• _RECORDS PROVIDED_
+--
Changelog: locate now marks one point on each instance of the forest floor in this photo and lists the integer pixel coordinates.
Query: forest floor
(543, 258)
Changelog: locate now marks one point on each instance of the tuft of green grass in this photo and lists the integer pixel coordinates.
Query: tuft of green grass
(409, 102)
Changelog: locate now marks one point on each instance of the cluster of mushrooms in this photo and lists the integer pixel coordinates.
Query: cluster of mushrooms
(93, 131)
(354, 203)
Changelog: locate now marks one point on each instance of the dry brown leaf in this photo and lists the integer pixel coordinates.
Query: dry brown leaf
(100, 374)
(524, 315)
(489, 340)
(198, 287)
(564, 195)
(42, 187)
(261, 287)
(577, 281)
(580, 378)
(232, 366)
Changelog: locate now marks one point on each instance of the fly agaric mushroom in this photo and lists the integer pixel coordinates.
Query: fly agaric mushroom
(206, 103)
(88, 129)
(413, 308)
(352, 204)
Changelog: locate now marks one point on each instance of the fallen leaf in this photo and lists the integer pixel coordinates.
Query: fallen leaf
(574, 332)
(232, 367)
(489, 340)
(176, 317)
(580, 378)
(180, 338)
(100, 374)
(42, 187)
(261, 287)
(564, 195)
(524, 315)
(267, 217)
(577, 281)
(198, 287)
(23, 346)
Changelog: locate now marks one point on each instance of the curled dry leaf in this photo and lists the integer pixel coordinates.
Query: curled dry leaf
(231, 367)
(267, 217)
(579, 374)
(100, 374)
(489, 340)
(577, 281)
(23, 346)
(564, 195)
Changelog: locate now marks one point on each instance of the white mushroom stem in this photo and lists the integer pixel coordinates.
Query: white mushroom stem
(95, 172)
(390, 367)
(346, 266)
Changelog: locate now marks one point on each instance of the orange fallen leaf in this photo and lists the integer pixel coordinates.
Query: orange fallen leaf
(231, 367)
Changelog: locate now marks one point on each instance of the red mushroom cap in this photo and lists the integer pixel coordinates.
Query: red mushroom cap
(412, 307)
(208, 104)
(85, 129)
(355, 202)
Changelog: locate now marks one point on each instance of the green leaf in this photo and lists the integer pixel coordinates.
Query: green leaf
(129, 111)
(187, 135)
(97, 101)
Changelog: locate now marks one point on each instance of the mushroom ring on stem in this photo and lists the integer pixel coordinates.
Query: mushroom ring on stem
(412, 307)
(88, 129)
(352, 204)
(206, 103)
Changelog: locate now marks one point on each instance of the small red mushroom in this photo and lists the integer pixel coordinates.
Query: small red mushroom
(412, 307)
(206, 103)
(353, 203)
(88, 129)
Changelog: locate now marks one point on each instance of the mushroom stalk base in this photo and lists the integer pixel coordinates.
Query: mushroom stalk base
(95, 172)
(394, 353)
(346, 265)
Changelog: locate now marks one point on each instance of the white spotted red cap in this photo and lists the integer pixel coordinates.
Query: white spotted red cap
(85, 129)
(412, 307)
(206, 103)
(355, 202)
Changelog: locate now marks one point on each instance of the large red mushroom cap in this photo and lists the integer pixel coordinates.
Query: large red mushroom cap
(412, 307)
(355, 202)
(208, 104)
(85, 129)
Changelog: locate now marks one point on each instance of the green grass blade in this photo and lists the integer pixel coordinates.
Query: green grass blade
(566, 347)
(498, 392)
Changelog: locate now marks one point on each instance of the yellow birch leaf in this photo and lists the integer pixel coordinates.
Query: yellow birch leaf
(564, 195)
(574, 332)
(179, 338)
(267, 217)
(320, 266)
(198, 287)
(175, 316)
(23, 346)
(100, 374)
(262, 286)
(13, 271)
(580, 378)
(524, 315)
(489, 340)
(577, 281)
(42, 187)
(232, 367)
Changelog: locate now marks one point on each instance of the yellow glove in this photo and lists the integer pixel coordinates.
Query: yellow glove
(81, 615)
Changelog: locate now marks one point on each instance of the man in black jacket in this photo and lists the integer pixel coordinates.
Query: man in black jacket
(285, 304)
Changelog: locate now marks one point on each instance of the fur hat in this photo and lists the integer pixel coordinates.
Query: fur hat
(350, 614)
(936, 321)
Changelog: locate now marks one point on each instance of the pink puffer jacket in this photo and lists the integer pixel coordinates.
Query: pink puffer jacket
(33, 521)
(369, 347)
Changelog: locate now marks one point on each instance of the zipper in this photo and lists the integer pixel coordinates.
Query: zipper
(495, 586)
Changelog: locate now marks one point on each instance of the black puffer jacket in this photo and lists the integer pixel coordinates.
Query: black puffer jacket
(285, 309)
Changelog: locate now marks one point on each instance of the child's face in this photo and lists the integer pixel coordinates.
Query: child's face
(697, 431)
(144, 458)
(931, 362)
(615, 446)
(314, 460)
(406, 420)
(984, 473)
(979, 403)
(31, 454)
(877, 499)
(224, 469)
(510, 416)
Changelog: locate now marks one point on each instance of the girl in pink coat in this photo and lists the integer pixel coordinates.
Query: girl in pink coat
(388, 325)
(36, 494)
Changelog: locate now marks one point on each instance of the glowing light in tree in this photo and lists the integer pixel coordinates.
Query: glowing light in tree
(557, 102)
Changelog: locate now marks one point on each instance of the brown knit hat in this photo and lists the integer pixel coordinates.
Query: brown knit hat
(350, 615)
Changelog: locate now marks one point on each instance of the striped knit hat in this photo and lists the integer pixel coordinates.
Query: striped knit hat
+--
• _YOUR TASK_
Present everything from the line containing "of the glowing" down to the end of the data as a numbered list, leaving out blank lines.

• _ANSWER TO THE PROBLEM_
1. Changelog: locate now marks one point on each instance of the glowing light in tree in this photo and lists the integer pixel coordinates.
2. Query: glowing light in tree
3. (557, 102)
4. Changelog: locate now marks one point on each instance of the brown knit hat in this photo and lists the integer pixel coordinates.
5. Query: brown knit hat
6. (350, 615)
7. Changelog: locate now marks one point on each instance of the striped knit hat in this photo and lists the integer pixel coordinates.
8. Query: striped knit hat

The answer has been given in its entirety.